▶ [DOCUMENT PASSAGE]
⁂

La Brea: Season 2
Created by: David Appelbaum
Executive Producers: Ken Woodruff, Arika Lisanne Mittman, Thor Freudenthal, Adam Davidson, Avi Nir, Alon Shtruzman, Peter Traugott, Rachel Kaplan, Steven Lilien & Bryan Wynbrandt, David Appelbaum, and Christopher Hollier
(Note: The beginning of this post covers Part 1. I was under the impression while writing Part 1 that season 2 was fully out. However, I learned in the middle of writing that there was a Part 2 which, at that time, had yet to air. My review of Part 2 is now written below my review of Part 1.)
-- Part 1 --
One and a half seasons in, La Brea is still almost directly comparable with Lost, in both good and bad ways.
Picking up after season 1's epic worldbuilding of time-travelling wormholes, families separated across time, and civilizations being set up in 10,000 BC, season 2's part 1 adds that people are responsible for these destructive wormholes, introduces new eras of time when people are trapped, and further complicates the already-difficult family dynamics.

⁂

▶ [BRIEF] According to the La Brea review, which show is La Brea still almost directly comparable with? Rely only on the La Brea review for the answer.

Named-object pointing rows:
⁂

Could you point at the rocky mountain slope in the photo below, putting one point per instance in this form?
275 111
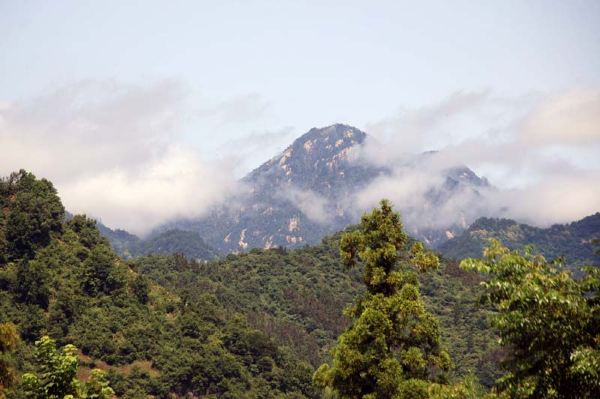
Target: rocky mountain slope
572 241
309 190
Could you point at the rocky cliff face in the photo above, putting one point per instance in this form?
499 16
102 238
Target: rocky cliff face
307 191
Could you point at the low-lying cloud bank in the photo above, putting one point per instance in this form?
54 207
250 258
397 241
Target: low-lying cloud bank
541 152
114 152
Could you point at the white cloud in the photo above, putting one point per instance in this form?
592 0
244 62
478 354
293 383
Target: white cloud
541 151
312 205
113 151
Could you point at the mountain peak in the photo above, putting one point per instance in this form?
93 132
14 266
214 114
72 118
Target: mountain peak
317 160
336 135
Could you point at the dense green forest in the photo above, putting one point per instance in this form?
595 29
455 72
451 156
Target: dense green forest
257 324
168 242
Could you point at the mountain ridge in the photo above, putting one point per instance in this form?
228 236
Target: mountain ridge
308 191
573 240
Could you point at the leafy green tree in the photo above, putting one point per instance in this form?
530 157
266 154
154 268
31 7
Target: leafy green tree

⁂

▶ [COMPLETE OUTPUT] Lost